*What to work on*
Copy out every record exactly.

[Collected data entries]
━━━

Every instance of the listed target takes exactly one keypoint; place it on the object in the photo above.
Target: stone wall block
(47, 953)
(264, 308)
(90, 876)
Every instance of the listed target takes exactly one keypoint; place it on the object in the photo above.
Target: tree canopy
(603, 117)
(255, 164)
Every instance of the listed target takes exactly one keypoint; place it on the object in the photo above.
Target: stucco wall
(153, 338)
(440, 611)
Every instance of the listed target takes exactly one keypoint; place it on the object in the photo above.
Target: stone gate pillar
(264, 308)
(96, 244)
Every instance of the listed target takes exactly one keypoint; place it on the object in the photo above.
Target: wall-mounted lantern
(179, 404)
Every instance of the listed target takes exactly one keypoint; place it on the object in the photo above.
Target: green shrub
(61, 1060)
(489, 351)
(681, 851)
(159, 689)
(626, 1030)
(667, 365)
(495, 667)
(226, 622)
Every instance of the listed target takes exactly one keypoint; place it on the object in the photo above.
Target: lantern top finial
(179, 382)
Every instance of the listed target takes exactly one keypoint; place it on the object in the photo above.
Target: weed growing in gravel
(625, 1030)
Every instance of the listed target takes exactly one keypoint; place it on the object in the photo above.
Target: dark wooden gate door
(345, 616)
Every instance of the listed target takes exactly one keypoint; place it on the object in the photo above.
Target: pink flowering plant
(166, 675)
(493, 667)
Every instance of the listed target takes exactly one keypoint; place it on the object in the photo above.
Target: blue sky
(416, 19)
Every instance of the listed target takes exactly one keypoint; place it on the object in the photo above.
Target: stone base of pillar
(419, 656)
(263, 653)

━━━

*Reply to the exercise*
Every instance of the listed target takes exactly one keypoint; place it on the object in the photo above.
Target: stone wall block
(47, 953)
(264, 308)
(90, 876)
Every instance of the listed target takes exactly one keypoint; place it on the object in the photo above.
Target: tree canopy
(603, 117)
(255, 164)
Every instance of the listed target takes exactly one keypoint; place it on the object in the photo above.
Target: stucco wall
(153, 338)
(440, 611)
Every instance of the listed target takes exactly one keypoint; place it on the object in the photo above.
Target: stone gate pillar
(264, 308)
(96, 244)
Every instance of the listed target takes exactly one keypoint; place it on the object in the photo above.
Target: wall-mounted lantern
(179, 404)
Every instance of the listed target takes exactly one keypoint; place it on the object in the photo above.
Target: green shrub
(61, 1060)
(489, 351)
(681, 851)
(159, 689)
(626, 1030)
(667, 365)
(495, 667)
(226, 622)
Every instance of the listed target takes exactly one keypoint; place it on the object in the photo above.
Target: lantern top finial
(179, 382)
Every instance of the listed target takes exactly one keypoint; place it on the object in the photo above.
Target: weed growing in gravel
(625, 1030)
Every instance of the listed target takes exactly one keypoint; place it on the object in the photo above.
Target: dark wooden gate door
(345, 616)
Every instance of the listed target takes exactly one keypoint; place it on the object in the photo above.
Target: pink flowering plant
(166, 675)
(493, 667)
Every instance of the listed target takes exactly one keypoint; place it on the object in the photo above.
Target: blue sky
(416, 19)
Every instance of the listed target takes exactly one keypoint; place it on the object in the photo above.
Target: stone base of pillar
(419, 656)
(263, 653)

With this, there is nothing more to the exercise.